(Written instruction 1):
According to the email, which two tools should be used to test that each withFoo() method takes effect?
(Written instruction 2):
Please repeat word for word the stretch of the email that opens with the words containing "This seems to" and closes with "the Testing Guide.".
(Written instruction 3):
List every bulleted suggestion the email gives for testing transform builder classes.
━━ Page text ━━
Re: Style: how much testing for transform builder classes?

Eugene Kirpichov Fri, 18 Aug 2017 13:43:06 -0700

Hi all,

This seems to have slipped through the cracks. I'd like to raise this again
since I'm doing a cleanup in https://github.com/apache/beam/pull/3730 , and
I'd like to get consensus and add the guidance to PTransform Style Guide or
the Testing Guide.


Let me rephrase my suggestions from the previous email more clearly and
concisely:
- Do not test successful validation
- Do not test trivial validation errors (e.g. "fails when a property is
unset/null/empty/negative/...")
- Add 1 test per non-trivial class of validation error (e.g. "properties
foo and bar are exclusive", validation of query syntax, etc)
- Define "nontrivial" as: where missing/incorrect/uninformative validation
may lead to serious problems: data loss, counter-intuitive behavior, value
of a property being silently ignored, or other hard-to-debug errors.
- Test that each withFoo() method generally has effect (is not ignored),
using TestPipeline and PAssert

Does this sound reasonable?

On Mon, Mar 27, 2017 at 2:28 PM Eugene Kirpichov <kirpic...@google.com>
wrote:

> From Ismael's and Dan's comments, I think I agree that there's a class of
> easy-to-make errors that justifies having some builder tests.
>
> 1. Errors of the form "withFoo() instead sets bar, which is of the same
> type as foo so it still compiles" (what Ismael quoted). This, I think,
> should be caught by NeedsRunner tests, because it means that withFoo() is
> effectively being completely ignored, and NeedsRunner tests need to test
> that each property is taking effect, semantically.
━━━
━━ Supplied entries ━━
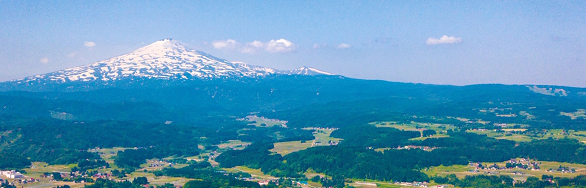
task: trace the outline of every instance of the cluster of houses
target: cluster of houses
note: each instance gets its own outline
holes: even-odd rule
[[[427,182],[395,182],[395,184],[398,184],[401,186],[411,186],[411,187],[427,187],[427,184],[429,183]],[[443,187],[442,187],[443,188]]]
[[[421,149],[421,150],[423,150],[423,151],[432,151],[434,149],[437,149],[437,148],[438,148],[438,147],[428,147],[428,146],[406,145],[406,146],[404,146],[404,147],[398,146],[398,147],[396,147],[395,148],[393,148],[393,149]]]
[[[340,144],[340,142],[341,142],[341,141],[336,142],[336,141],[333,141],[331,140],[331,141],[328,141],[328,145],[338,145],[338,144]],[[322,142],[321,142],[321,141],[316,141],[316,142],[314,142],[314,144],[316,145],[322,145],[322,144],[322,144]]]
[[[332,128],[332,127],[305,127],[302,128],[303,130],[331,130],[335,131],[339,128]]]
[[[0,175],[4,176],[8,178],[16,179],[23,178],[25,176],[20,172],[15,170],[0,170]]]
[[[513,159],[507,162],[506,168],[507,169],[520,168],[530,170],[539,170],[539,163],[529,161],[529,159],[522,158],[520,159]]]
[[[570,169],[567,166],[560,166],[560,168],[558,168],[556,169],[549,169],[547,171],[550,172],[576,173],[576,169],[573,168]]]
[[[169,166],[172,167],[173,163],[172,162],[162,161],[162,160],[146,160],[146,162],[152,162],[153,163],[149,164],[148,167],[163,167],[165,166]]]
[[[261,117],[259,117],[258,116],[257,116],[256,115],[247,116],[246,117],[244,117],[244,118],[239,118],[239,119],[237,119],[236,120],[237,120],[237,121],[253,121],[253,120],[254,120],[255,119],[260,119],[261,120],[263,120],[263,121],[271,121],[271,122],[280,123],[281,123],[281,126],[282,126],[283,127],[287,127],[287,123],[289,123],[288,121],[280,120],[277,119],[268,119],[268,118],[264,117],[264,116],[261,116]]]

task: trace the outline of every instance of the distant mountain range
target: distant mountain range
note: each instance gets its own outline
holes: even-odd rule
[[[280,71],[243,62],[231,62],[167,39],[104,61],[8,82],[31,85],[138,78],[192,80],[254,78],[275,74],[335,75],[308,67]]]

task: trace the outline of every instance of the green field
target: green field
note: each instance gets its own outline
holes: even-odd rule
[[[333,131],[333,130],[325,129],[316,130],[314,131],[314,136],[315,137],[315,139],[306,141],[305,143],[301,143],[301,141],[276,142],[274,144],[275,148],[271,149],[271,151],[285,155],[310,147],[327,146],[330,141],[336,142],[339,142],[341,139],[330,137],[330,134]],[[321,144],[318,144],[318,142],[321,143]]]
[[[239,140],[231,140],[216,145],[220,149],[231,148],[234,149],[243,149],[251,143],[249,142],[243,142]]]
[[[246,116],[246,120],[252,122],[251,123],[248,124],[248,125],[255,126],[257,127],[284,126],[284,125],[286,124],[286,121],[268,119],[264,118],[264,117],[258,117],[255,115]],[[284,127],[287,126],[284,126]]]
[[[395,121],[373,122],[377,127],[393,127],[403,131],[423,131],[425,130],[432,130],[438,134],[445,133],[448,130],[455,128],[452,125],[438,123],[427,123],[411,121],[410,123],[397,123]]]
[[[494,130],[467,130],[466,131],[478,134],[484,134],[487,137],[493,137],[496,139],[506,139],[517,142],[528,142],[533,140],[537,139],[536,138],[516,133],[497,133]]]
[[[256,177],[261,179],[277,179],[278,177],[271,176],[270,175],[267,175],[260,171],[260,169],[255,169],[250,168],[244,166],[239,166],[234,168],[224,168],[223,170],[229,172],[243,172],[250,173],[253,177]]]
[[[532,162],[538,162],[540,163],[540,169],[539,170],[525,170],[522,169],[499,169],[499,170],[490,170],[490,169],[479,169],[478,172],[469,172],[469,170],[473,170],[475,169],[473,166],[468,165],[452,165],[448,166],[434,166],[431,167],[428,169],[422,170],[422,172],[430,176],[445,176],[449,174],[455,174],[459,177],[464,177],[466,175],[476,175],[485,174],[486,172],[498,172],[499,173],[499,175],[507,175],[513,177],[516,180],[524,180],[529,176],[535,176],[537,177],[541,177],[543,175],[553,175],[556,177],[573,177],[580,175],[586,175],[586,165],[580,165],[580,164],[573,164],[568,163],[565,162],[547,162],[547,161],[530,161]],[[497,164],[499,166],[505,166],[506,165],[507,161],[503,161],[501,162],[485,162],[482,163],[485,166],[490,166],[492,164]],[[546,172],[547,170],[553,168],[557,169],[560,166],[567,166],[571,169],[575,169],[576,170],[576,173],[561,173],[561,172]],[[520,172],[524,175],[516,175],[513,173],[513,172]]]
[[[570,117],[570,118],[571,118],[573,120],[575,120],[578,118],[586,119],[586,109],[578,109],[578,110],[574,112],[560,112],[560,115]]]
[[[503,129],[506,132],[509,131],[524,131],[524,128],[506,128]],[[478,134],[484,134],[489,137],[496,139],[506,139],[516,141],[524,142],[530,141],[533,140],[553,138],[570,138],[575,139],[582,142],[586,142],[586,131],[576,131],[574,130],[564,130],[562,129],[551,129],[546,130],[546,133],[537,136],[530,137],[527,135],[512,133],[497,133],[495,130],[467,130],[466,132],[473,133]],[[567,131],[567,133],[564,133]]]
━━━
(Result 1):
TestPipeline and PAssert.

(Result 2):
This seems to have slipped through the cracks. I'd like to raise this again
since I'm doing a cleanup in https://github.com/apache/beam/pull/3730 , and
I'd like to get consensus and add the guidance to PTransform Style Guide or
the Testing Guide.

(Result 3):
- Do not test successful validation
- Do not test trivial validation errors (e.g. "fails when a property is unset/null/empty/negative/...")
- Add 1 test per non-trivial class of validation error (e.g. "properties foo and bar are exclusive", validation of query syntax, etc)
- Define "nontrivial" as: where missing/incorrect/uninformative validation may lead to serious problems: data loss, counter-intuitive behavior, value of a property being silently ignored, or other hard-to-debug errors.
- Test that each withFoo() method generally has effect (is not ignored), using TestPipeline and PAssert